§ Text section
New open Nano Banana, AI plays any video game, new top open source models, long videos: AI NEWS

This week’s AI news highlights major breakthroughs in open-source models and tools, including state-of-the-art language models, advanced video and image editing, 3D scene manipulation, and robotics, many of which now rival or surpass leading commercial solutions. Notable releases include powerful coding and reasoning models, infinite-length video generation, natural language image editing, 3D scene reconstruction, and Nvidia’s AI agent that can autonomously play thousands of video games.

This week in AI has seen a surge of groundbreaking open-source models and tools, many of which rival or even surpass leading closed models like Gemini 3 and GPT-5.2. Notably, two new state-of-the-art open-source models, Miniax M2.1 and GLM 4.7, have demonstrated exceptional abilities in agentic coding, multi-step reasoning, and data analysis, outperforming top commercial models on several benchmarks. These models are freely available for enterprise and research use, with Miniax M2.1 excelling in coding complex applications and GLM 4.7 showing strong results in competitive math and science tasks.

§ Questions
1 - Answer these questions using the AI news summary above:
(a) Whose AI agent is described as able to autonomously play thousands of video games?
(b) Which two closed models are named as being rivaled or surpassed by the new open-source releases?
(c) Which model showed strong results in competitive math and science tasks?
2 - Copy the part of the AI news summary between "New open Nano" and "of video games.", inclusive, word for word.

§ Data listing
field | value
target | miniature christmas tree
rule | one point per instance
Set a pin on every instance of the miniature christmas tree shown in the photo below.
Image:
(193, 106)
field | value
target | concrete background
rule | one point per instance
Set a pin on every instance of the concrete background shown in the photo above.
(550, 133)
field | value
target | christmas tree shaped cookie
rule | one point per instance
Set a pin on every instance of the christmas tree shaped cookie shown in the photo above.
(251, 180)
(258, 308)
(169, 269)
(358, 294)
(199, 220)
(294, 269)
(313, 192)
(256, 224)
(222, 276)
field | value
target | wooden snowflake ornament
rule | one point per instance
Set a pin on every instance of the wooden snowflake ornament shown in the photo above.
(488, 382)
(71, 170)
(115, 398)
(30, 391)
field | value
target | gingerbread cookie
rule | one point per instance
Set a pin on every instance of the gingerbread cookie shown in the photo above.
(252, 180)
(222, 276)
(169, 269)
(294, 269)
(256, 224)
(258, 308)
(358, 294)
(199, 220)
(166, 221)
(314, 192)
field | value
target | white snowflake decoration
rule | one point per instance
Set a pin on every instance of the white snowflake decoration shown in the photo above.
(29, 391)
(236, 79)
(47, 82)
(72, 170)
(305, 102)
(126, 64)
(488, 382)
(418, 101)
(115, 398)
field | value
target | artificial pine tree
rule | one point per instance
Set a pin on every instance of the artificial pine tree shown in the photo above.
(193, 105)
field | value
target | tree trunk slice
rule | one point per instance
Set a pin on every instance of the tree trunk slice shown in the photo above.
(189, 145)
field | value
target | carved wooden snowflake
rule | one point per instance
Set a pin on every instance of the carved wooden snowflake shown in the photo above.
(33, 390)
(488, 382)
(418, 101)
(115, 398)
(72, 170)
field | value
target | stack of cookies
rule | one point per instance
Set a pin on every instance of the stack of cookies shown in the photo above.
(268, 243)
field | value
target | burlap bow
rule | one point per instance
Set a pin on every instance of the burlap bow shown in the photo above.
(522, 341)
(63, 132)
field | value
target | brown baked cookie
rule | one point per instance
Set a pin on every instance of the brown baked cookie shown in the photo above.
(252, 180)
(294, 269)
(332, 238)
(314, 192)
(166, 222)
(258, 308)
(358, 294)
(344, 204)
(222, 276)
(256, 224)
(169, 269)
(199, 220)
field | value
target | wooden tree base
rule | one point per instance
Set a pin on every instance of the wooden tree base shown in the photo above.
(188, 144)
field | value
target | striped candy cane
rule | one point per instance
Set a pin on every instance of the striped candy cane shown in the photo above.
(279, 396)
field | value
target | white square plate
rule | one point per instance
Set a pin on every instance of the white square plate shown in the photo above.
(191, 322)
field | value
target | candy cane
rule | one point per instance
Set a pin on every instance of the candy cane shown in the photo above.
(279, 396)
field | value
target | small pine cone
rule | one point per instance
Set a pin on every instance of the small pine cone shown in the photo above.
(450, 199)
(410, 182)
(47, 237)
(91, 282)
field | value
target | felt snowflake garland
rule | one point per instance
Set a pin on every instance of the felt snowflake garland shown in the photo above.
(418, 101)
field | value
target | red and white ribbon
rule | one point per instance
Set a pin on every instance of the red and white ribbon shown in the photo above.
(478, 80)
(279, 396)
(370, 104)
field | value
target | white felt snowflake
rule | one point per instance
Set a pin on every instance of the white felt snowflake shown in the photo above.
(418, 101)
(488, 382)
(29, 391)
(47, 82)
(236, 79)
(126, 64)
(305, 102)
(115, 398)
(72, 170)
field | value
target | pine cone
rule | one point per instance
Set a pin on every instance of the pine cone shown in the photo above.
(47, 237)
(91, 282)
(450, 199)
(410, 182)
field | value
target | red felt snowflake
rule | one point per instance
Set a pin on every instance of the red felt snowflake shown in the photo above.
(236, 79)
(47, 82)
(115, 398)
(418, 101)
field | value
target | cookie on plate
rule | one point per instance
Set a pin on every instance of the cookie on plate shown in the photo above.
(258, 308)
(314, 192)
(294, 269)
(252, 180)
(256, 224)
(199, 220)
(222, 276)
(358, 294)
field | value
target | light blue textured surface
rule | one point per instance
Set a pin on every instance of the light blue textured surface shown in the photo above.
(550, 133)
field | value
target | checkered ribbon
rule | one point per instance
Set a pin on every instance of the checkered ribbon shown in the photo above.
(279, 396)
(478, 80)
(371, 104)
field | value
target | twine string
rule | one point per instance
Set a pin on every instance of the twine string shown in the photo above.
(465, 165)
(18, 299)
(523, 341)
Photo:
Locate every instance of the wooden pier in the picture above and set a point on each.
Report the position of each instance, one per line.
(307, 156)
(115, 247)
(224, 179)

§ Task answers
1 -
(a) Nvidia's.
(b) Gemini 3 and GPT-5.2.
(c) GLM 4.7.

2 -
New open Nano Banana, AI plays any video game, new top open source models, long videos: AI NEWS

This week’s AI news highlights major breakthroughs in open-source models and tools, including state-of-the-art language models, advanced video and image editing, 3D scene manipulation, and robotics, many of which now rival or surpass leading commercial solutions. Notable releases include powerful coding and reasoning models, infinite-length video generation, natural language image editing, 3D scene reconstruction, and Nvidia’s AI agent that can autonomously play thousands of video games.